## Task description
Every single entry must be restated word for word.

Data excerpts:

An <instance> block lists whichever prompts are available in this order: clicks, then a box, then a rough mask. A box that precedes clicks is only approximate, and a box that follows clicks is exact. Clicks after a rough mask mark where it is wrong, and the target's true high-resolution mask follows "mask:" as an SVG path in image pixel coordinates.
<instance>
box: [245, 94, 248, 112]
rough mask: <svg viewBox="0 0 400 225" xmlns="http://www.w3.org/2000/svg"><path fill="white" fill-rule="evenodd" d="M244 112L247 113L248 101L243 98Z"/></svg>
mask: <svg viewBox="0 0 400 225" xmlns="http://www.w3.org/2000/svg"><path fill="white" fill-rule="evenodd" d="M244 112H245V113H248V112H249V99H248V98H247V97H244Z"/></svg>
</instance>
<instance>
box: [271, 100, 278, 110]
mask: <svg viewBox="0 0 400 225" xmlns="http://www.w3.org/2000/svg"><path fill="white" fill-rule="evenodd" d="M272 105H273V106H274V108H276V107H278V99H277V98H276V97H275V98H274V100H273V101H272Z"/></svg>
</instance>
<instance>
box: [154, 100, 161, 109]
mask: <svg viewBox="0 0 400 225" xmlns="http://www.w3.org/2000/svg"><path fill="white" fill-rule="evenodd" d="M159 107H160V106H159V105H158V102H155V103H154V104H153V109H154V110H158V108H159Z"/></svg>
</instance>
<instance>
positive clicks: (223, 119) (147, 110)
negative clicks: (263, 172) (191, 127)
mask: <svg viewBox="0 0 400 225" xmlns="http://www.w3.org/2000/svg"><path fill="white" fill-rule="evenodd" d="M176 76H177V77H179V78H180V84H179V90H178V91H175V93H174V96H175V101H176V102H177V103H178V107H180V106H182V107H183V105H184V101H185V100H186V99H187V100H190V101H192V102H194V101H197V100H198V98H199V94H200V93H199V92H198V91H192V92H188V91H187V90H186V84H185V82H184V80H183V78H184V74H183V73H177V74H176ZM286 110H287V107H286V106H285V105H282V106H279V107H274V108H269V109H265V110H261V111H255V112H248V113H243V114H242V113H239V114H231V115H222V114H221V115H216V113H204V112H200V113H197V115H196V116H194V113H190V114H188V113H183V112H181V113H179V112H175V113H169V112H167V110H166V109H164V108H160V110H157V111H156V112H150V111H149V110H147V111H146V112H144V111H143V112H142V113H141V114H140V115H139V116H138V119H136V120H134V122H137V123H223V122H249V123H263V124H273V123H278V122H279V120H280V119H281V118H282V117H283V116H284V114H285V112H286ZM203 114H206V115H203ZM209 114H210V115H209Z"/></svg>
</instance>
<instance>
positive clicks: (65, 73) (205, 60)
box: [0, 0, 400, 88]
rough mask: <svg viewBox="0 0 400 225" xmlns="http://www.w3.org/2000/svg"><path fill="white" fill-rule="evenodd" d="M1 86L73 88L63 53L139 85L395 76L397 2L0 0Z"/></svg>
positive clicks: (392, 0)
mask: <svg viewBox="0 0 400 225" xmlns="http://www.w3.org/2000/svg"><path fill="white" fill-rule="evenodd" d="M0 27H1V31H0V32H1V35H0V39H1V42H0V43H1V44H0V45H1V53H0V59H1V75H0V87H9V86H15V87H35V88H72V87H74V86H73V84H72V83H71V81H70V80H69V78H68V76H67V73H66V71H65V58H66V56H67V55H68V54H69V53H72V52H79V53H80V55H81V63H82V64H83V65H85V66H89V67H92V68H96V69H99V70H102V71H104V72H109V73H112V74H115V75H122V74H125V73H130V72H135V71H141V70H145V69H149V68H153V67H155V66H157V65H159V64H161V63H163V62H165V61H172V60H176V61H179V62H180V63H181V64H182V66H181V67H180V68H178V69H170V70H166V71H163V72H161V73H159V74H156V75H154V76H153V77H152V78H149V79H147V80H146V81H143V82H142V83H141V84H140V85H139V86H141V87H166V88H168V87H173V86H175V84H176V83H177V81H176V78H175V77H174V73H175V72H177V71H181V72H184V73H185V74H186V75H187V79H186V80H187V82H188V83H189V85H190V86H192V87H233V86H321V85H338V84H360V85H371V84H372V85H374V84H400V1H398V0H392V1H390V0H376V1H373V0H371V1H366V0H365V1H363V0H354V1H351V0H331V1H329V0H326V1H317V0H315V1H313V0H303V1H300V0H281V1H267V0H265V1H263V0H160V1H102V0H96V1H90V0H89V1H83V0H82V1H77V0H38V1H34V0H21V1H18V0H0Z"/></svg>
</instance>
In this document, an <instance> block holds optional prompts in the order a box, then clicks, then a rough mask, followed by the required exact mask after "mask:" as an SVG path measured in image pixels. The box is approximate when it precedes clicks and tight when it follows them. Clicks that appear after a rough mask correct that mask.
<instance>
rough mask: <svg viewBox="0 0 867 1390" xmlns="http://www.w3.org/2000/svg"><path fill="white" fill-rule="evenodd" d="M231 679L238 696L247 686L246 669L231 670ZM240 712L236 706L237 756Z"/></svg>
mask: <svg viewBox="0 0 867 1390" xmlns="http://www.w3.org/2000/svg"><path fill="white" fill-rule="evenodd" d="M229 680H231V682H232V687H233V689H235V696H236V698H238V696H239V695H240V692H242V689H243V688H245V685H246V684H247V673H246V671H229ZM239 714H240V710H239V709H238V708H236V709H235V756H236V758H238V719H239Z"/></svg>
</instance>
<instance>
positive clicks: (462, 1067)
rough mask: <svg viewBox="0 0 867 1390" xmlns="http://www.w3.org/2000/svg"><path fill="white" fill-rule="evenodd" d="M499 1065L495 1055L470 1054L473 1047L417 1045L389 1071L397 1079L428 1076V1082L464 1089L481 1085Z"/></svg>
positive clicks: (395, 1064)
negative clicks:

## Reply to the task
An <instance> block lists whichever prompts are available in this order: clicks, then a box, then a rough mask. A box that precedes clicks is only approximate, and a box that follows clicks is exact. Clicks after a rough mask mark where it is wrong, and the target's true high-resolution mask follows "mask:" as an SVG path in image pixel coordinates.
<instance>
box: [245, 94, 248, 112]
rough mask: <svg viewBox="0 0 400 225" xmlns="http://www.w3.org/2000/svg"><path fill="white" fill-rule="evenodd" d="M244 112L247 113L248 101L243 98Z"/></svg>
mask: <svg viewBox="0 0 400 225" xmlns="http://www.w3.org/2000/svg"><path fill="white" fill-rule="evenodd" d="M244 112H245V113H248V112H249V99H248V98H247V97H244Z"/></svg>
</instance>
<instance>
box: [271, 100, 278, 110]
mask: <svg viewBox="0 0 400 225" xmlns="http://www.w3.org/2000/svg"><path fill="white" fill-rule="evenodd" d="M272 105H273V106H274V108H276V107H278V99H277V98H276V97H275V98H274V100H273V101H272Z"/></svg>
</instance>
<instance>
box: [154, 100, 161, 109]
mask: <svg viewBox="0 0 400 225" xmlns="http://www.w3.org/2000/svg"><path fill="white" fill-rule="evenodd" d="M159 107H160V106H159V105H158V102H155V103H154V104H153V109H154V110H158V108H159Z"/></svg>
</instance>
<instance>
positive clicks: (223, 119) (147, 110)
negative clicks: (263, 172) (191, 127)
mask: <svg viewBox="0 0 400 225" xmlns="http://www.w3.org/2000/svg"><path fill="white" fill-rule="evenodd" d="M176 76H177V77H179V78H180V84H179V90H178V91H175V93H174V96H175V101H176V102H177V103H178V107H180V106H182V107H183V105H184V101H185V100H186V99H187V100H190V101H192V102H194V101H197V100H198V98H199V94H200V93H199V92H198V91H192V92H188V91H187V90H186V84H185V82H184V80H183V78H184V74H183V73H177V74H176ZM286 110H287V107H286V106H285V105H282V106H279V107H274V108H269V109H265V110H261V111H255V112H248V113H243V114H242V113H239V114H231V115H222V114H221V115H216V113H204V112H200V113H197V115H196V116H194V113H190V114H188V113H183V112H181V113H179V112H175V113H169V112H167V110H166V109H164V108H160V110H157V111H156V112H150V111H149V110H147V111H146V112H144V111H143V112H142V113H141V114H140V115H139V116H138V119H136V120H134V122H137V123H223V122H249V123H263V124H273V123H278V122H279V120H280V119H281V118H282V117H283V116H284V114H285V112H286ZM203 114H206V115H203ZM209 114H210V115H209Z"/></svg>
</instance>
<instance>
positive clicks: (65, 73) (205, 60)
box: [0, 0, 400, 88]
rough mask: <svg viewBox="0 0 400 225" xmlns="http://www.w3.org/2000/svg"><path fill="white" fill-rule="evenodd" d="M1 86L73 88L63 53L139 85L395 76L397 2L0 0Z"/></svg>
positive clicks: (392, 0)
mask: <svg viewBox="0 0 400 225" xmlns="http://www.w3.org/2000/svg"><path fill="white" fill-rule="evenodd" d="M0 27H1V31H0V32H1V35H0V39H1V42H0V43H1V44H0V45H1V53H0V59H1V75H0V87H9V86H15V87H35V88H72V87H74V86H73V84H72V83H71V81H70V80H69V78H68V76H67V73H66V71H65V58H66V56H67V55H68V54H69V53H72V52H79V53H80V55H81V63H82V64H83V65H85V66H89V67H92V68H96V69H99V70H102V71H104V72H109V73H112V74H115V75H122V74H125V73H130V72H135V71H141V70H145V69H149V68H153V67H155V66H157V65H159V64H161V63H163V62H165V61H172V60H176V61H179V62H180V63H181V64H182V66H181V67H180V68H178V69H170V70H166V71H163V72H161V73H159V74H156V75H154V76H153V77H152V78H149V79H147V80H146V81H143V82H142V83H141V84H140V85H139V86H141V87H166V88H168V87H173V86H175V84H176V83H177V81H176V78H175V77H174V73H175V72H177V71H181V72H184V73H185V74H186V75H187V79H186V80H187V82H188V83H189V85H190V86H192V87H233V86H321V85H338V84H360V85H371V84H372V85H374V84H400V1H398V0H392V1H390V0H376V1H373V0H371V1H366V0H365V1H363V0H354V1H351V0H331V1H329V0H326V1H317V0H315V1H313V0H303V1H300V0H281V1H267V0H265V1H263V0H160V1H102V0H96V1H90V0H89V1H83V0H82V1H77V0H38V1H34V0H21V1H18V0H0Z"/></svg>
</instance>
In this document, an <instance> block holds optional prompts in the order a box, then clicks, then a rough mask, followed by the required exact mask after "mask:" as an SVG path measured in image pixels. The box is approximate when it precedes clicks and tight when it follows them. Clicks that appear after a rough mask correct that mask.
<instance>
rough mask: <svg viewBox="0 0 867 1390" xmlns="http://www.w3.org/2000/svg"><path fill="white" fill-rule="evenodd" d="M231 679L238 696L247 686L246 669L231 670ZM240 712L236 706L237 756Z"/></svg>
mask: <svg viewBox="0 0 867 1390" xmlns="http://www.w3.org/2000/svg"><path fill="white" fill-rule="evenodd" d="M229 680H231V682H232V687H233V689H235V696H236V698H238V696H239V695H240V692H242V689H243V688H245V685H246V684H247V673H246V671H229ZM239 714H240V710H239V709H238V708H236V709H235V756H236V758H238V719H239Z"/></svg>
</instance>
<instance>
positive clicks: (462, 1067)
rough mask: <svg viewBox="0 0 867 1390" xmlns="http://www.w3.org/2000/svg"><path fill="white" fill-rule="evenodd" d="M499 1065L495 1055L470 1054L473 1047L417 1045L389 1071L397 1079L428 1076V1082L464 1089L481 1085Z"/></svg>
positive clicks: (395, 1064)
negative clicks:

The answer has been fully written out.